How we tackle it
A EXPLORATION ENVIRONMENT. We propose a smart literature analysis environment, which includes several NLP-powered components to enable a more efficient reading process. The following two strategies are the core of our environment.
TRANSVERSAL READING. We propose a semantically-guided transversal reading. We believe that this type of reading can significantly benefit the process of grasping the prominent opinion and state-of-the-art of a particular aspect. Our strategy to provide this feature was to interlink all semantically related sentences
by semantic-textual-similarity (STS).
SEMANTIC ENRICHMENT. We enrich the literature with named-entity recognition and disambiguation (NERD), using the major life science databases as entity sources, enable named-entity searches, provide network-graphs of the most interconnected publications and, an interactive tool to highlight the most central statements within an article.
Methodology
Named Entity Recognition and Disambiguation (NERD). These capabilities are provided by OGER, a state-of-the-art biomedical NER annotator which in turn depends on the Bio Term Hub (BTH). BTH is a combined terminological resource created by dynamically sourcing entity names and their identifiers from reference databases.
The OntoGene’s Biomedical Entity Recogniser (OGER) is a RESTful web service implemented on top of the BTH which allows a remote user to batch annotate a collection of documents.

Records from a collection

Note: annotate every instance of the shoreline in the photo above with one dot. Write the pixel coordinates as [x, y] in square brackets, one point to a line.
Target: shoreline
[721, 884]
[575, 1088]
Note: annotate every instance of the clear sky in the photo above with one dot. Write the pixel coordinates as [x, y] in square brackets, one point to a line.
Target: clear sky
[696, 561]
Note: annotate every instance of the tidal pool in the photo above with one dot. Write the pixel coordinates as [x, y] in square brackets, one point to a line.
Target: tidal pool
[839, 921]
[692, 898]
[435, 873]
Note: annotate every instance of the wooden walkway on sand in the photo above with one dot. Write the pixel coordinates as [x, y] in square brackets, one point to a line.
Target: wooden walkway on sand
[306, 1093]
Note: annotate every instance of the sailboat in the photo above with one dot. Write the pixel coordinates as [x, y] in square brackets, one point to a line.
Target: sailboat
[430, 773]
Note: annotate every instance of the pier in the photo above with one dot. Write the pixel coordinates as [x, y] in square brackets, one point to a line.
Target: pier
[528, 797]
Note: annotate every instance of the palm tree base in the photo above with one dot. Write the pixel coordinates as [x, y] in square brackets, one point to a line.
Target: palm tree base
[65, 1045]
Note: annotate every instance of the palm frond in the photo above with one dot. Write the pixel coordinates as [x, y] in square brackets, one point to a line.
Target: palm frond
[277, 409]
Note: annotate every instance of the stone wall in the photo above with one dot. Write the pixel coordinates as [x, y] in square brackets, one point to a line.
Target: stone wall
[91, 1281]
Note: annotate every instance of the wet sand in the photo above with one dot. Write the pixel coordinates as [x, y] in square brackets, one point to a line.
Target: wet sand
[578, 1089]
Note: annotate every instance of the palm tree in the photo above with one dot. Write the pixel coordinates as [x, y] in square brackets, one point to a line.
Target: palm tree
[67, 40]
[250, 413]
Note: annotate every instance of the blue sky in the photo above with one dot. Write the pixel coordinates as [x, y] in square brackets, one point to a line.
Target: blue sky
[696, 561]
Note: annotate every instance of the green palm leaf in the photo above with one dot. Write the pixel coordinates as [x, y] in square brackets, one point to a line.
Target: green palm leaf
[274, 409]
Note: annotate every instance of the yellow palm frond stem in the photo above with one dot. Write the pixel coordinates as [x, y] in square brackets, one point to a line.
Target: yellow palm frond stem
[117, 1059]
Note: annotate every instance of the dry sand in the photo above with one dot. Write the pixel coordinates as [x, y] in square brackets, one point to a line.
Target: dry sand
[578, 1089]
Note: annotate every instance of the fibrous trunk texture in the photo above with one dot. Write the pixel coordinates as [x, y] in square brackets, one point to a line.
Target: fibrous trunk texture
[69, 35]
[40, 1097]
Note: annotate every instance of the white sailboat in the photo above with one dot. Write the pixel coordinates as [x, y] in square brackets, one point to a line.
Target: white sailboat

AIM OF THE EXERCISE
Answer these from the passage on the literature analysis environment:
(a) By what means are all semantically related sentences interlinked?
(b) On which combined terminological resource does OGER depend?
(c) What does OGER allow a remote user to do?

WRITTEN SOLUTION
(a) By semantic-textual-similarity (STS).
(b) The Bio Term Hub (BTH).
(c) Batch annotate a collection of documents.